■ Stated problem A:
Please answer these from the post about good and God opportunities below:
(i) When did the writer fall sick?
(ii) In what month did the writer get back with the program?
(iii) How long was the writer sick?
■ Stated problem B:
From the post about good and God opportunities below, list every kind of work the writer was juggling toward the end of 2014.
■ Stated problem C:
Retype the part of the post about good and God opportunities below, beginning at the words "I couldn’t seem to" and stopping after the words "a ‘God opportunity’.".

■ Document section:
Monthly Archives: March 2015

The Moment When You Pass Up A Good Opportunity.

Towards the end of 2014, I was living each day off the grace of God and the fumes of others.

With the increasing demands of my full time day job, and struggling to keep up with my photography and media consulting businesses – I was stuck between blessing and burnout.

I couldn’t seem to crack the code of knowing how to neatly fit the work I NEEDED to do and the work I WANTED to do all in the same 24 hours. Pretty soon, my body made the decision for me, and the week after Christmas I was out for the count. I was sick, out of work, and on top of that, had to reschedule all appointments I had lined up for my freelance work. I had hit a low point.

When I finally got back with the program in February (that’s right I was sick an entire month and ½) I had a few bits of knowledge under my belt. But even with having gone through that, I’m still working on deciphering what’s a ‘good opportunity’ and what’s a ‘God opportunity’.

WHAT’S THE DIFFERENCE JOC? ISN’T A POSITIVE OPPORTUNITY A POSITIVE OPPORTUNITY?!

(Well in my book) A good opportunity is a gig or circumstance that presents itself ON PAPER like an opportunity to grow. It could be your business, your relationships, or even your spiritual life. Though this opportunity looks like it’s what you want, it’s actually not THE BEST decision you can make because down the road it will end up simply occupying your schedule and not doing a thing for your productivity. A God opportunity is any gig or circumstance that is truly God’s best for your life. It’s the one, weighty step or blessing that trumps all the other little ones that have presented themselves to you in the past. Not to say the other opportunities were bad; just not God’s best.

■ Data extract:
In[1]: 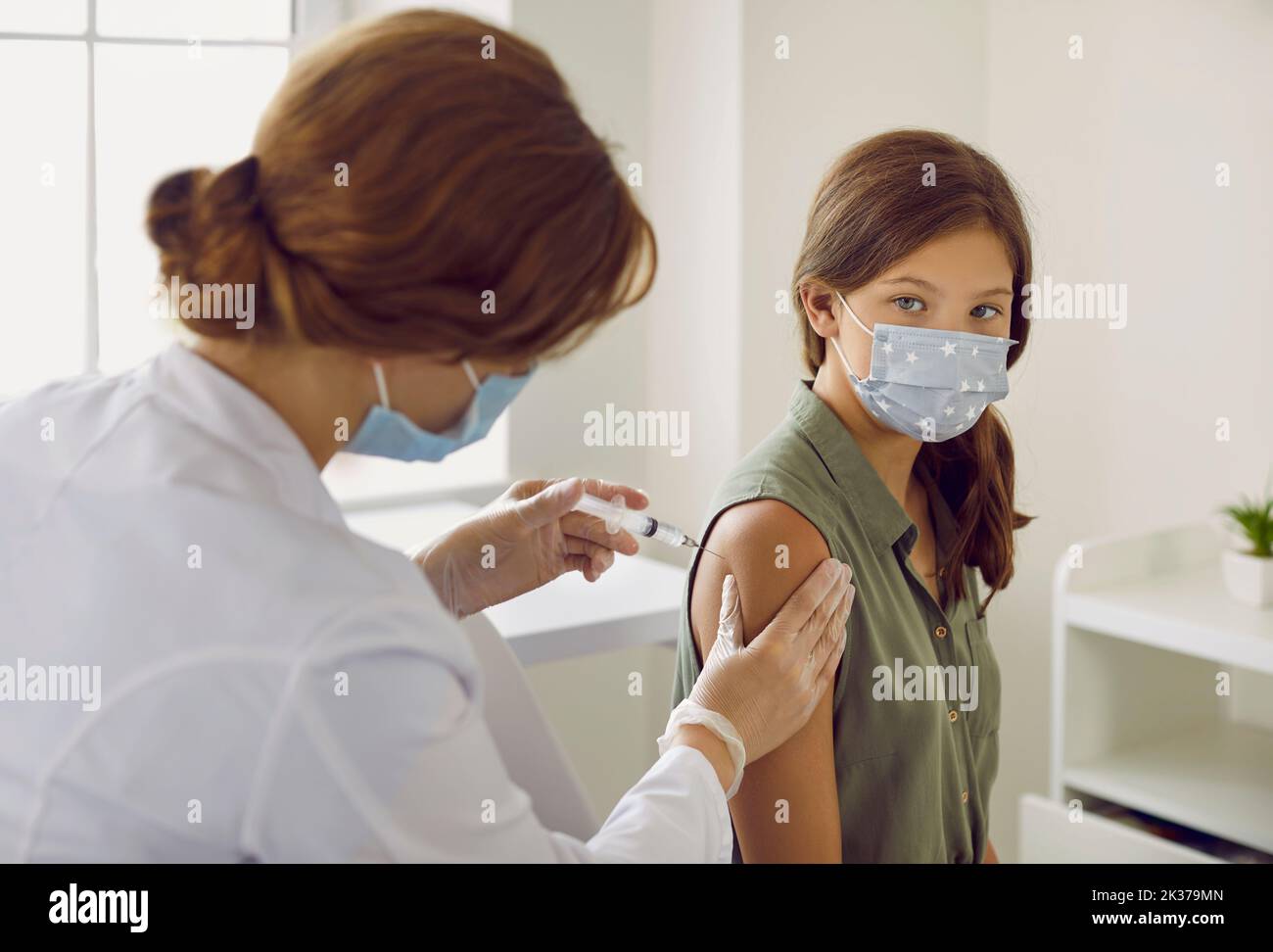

■ Worked answer A:
(i) The week after Christmas
(ii) February
(iii) An entire month and ½

■ Worked answer B:
- Full time day job
- Photography business
- Media consulting business

■ Worked answer C:
I couldn’t seem to crack the code of knowing how to neatly fit the work I NEEDED to do and the work I WANTED to do all in the same 24 hours. Pretty soon, my body made the decision for me, and the week after Christmas I was out for the count. I was sick, out of work, and on top of that, had to reschedule all appointments I had lined up for my freelance work. I had hit a low point.

When I finally got back with the program in February (that’s right I was sick an entire month and ½) I had a few bits of knowledge under my belt. But even with having gone through that, I’m still working on deciphering what’s a ‘good opportunity’ and what’s a ‘God opportunity’.